▶ [Direction 1] Repeat the part of the excerpt on MBA programs and technology between "I recently had" and "their departmental colleagues.", inclusive.
▶ [Direction 2] According to the excerpt on MBA programs and technology, what share of the top business schools in the United States require a course on the role of information technology in their core MBA curriculum?

— BEGIN Selection —

I recently had a conversation with the professor and co-author of the recently published New Age of Innovation: Driving Co-Created Value Through Global Networks. At the end of our interview, he asked me what I thought of the book’s premise – which is that companies must change their business models to source what they need from suppliers around the world and to treat all customers as individuals, not a segment. I told him I kept coming back to a reference he and C.K. Prahalad make in a chapter about the IT impediments to growth, which looked at the root cause of the conflicts between technology managers and their departmental colleagues.

“The problem starts right from the business schools where these senior business executives are groomed,” they write. “Less than 15 per cent of the top business schools in the United States mandate a course in the role of information technology in enabling business processes and fuelling business innovation and efficiency as part of their core MBA curriculum . . . in some cases, the business schools also end up offering courses that are so totally focused on technology that MBA students do not find them relevant.”

I don’t know which schools those might be, but I can’t imagine they would be all that relevant to computer science students, either. As the next round of future IT managers, CIOs and developers graduate this spring, they no doubt have it drilled into them that an understanding of business objectives is key to their career success. What is far less certain is how much MBA grads need to know about technology, and whether their degree program gave them the grounding in it they need.

— END Selection —
— BEGIN Data rows —

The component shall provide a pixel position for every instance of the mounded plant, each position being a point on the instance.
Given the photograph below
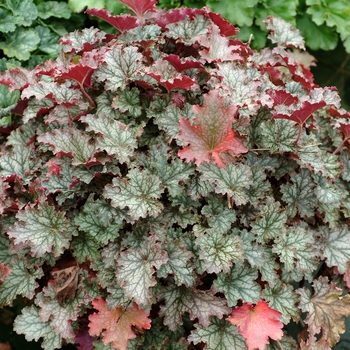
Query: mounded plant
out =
(167, 185)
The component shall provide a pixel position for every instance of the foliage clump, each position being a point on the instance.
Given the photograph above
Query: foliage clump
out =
(168, 185)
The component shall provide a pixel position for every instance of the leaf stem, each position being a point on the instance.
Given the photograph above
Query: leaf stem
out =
(92, 102)
(341, 145)
(279, 344)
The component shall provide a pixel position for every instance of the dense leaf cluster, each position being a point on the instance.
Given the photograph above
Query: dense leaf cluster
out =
(162, 185)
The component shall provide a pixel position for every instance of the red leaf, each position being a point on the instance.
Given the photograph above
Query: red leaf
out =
(4, 272)
(117, 323)
(226, 28)
(122, 23)
(17, 78)
(257, 324)
(179, 65)
(177, 15)
(184, 82)
(302, 114)
(140, 7)
(282, 97)
(80, 73)
(212, 132)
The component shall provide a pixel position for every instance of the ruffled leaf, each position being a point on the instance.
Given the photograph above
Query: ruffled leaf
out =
(212, 133)
(139, 192)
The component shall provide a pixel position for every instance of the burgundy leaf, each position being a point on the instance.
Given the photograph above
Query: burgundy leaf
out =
(122, 23)
(179, 65)
(80, 73)
(17, 78)
(302, 114)
(183, 82)
(140, 7)
(177, 15)
(226, 28)
(282, 97)
(211, 134)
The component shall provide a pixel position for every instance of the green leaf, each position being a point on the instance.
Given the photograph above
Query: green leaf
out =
(238, 13)
(136, 269)
(179, 264)
(260, 187)
(44, 229)
(79, 5)
(282, 33)
(173, 173)
(271, 221)
(73, 142)
(128, 100)
(8, 22)
(253, 251)
(300, 195)
(296, 250)
(276, 8)
(30, 324)
(141, 33)
(333, 12)
(326, 308)
(140, 193)
(8, 99)
(317, 37)
(282, 297)
(189, 29)
(231, 180)
(20, 43)
(269, 267)
(116, 137)
(218, 215)
(24, 9)
(59, 316)
(218, 252)
(121, 66)
(56, 9)
(239, 284)
(199, 304)
(220, 335)
(335, 245)
(85, 247)
(99, 220)
(320, 161)
(279, 135)
(48, 41)
(20, 161)
(168, 119)
(328, 192)
(19, 282)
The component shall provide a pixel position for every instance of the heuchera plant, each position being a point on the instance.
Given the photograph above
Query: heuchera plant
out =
(167, 185)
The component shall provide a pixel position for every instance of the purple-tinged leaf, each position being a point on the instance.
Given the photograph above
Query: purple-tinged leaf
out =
(282, 33)
(30, 324)
(20, 281)
(140, 193)
(136, 268)
(72, 142)
(218, 48)
(120, 67)
(140, 7)
(80, 41)
(43, 229)
(116, 138)
(212, 133)
(199, 304)
(122, 23)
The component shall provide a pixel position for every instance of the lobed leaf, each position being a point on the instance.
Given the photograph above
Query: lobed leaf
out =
(30, 324)
(199, 304)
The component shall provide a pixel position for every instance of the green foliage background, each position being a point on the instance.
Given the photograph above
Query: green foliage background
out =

— END Data rows —

▶ [Complete output 1]
I recently had a conversation with the professor and co-author of the recently published New Age of Innovation: Driving Co-Created Value Through Global Networks. At the end of our interview, he asked me what I thought of the book’s premise – which is that companies must change their business models to source what they need from suppliers around the world and to treat all customers as individuals, not a segment. I told him I kept coming back to a reference he and C.K. Prahalad make in a chapter about the IT impediments to growth, which looked at the root cause of the conflicts between technology managers and their departmental colleagues.

▶ [Complete output 2] Less than 15 percent.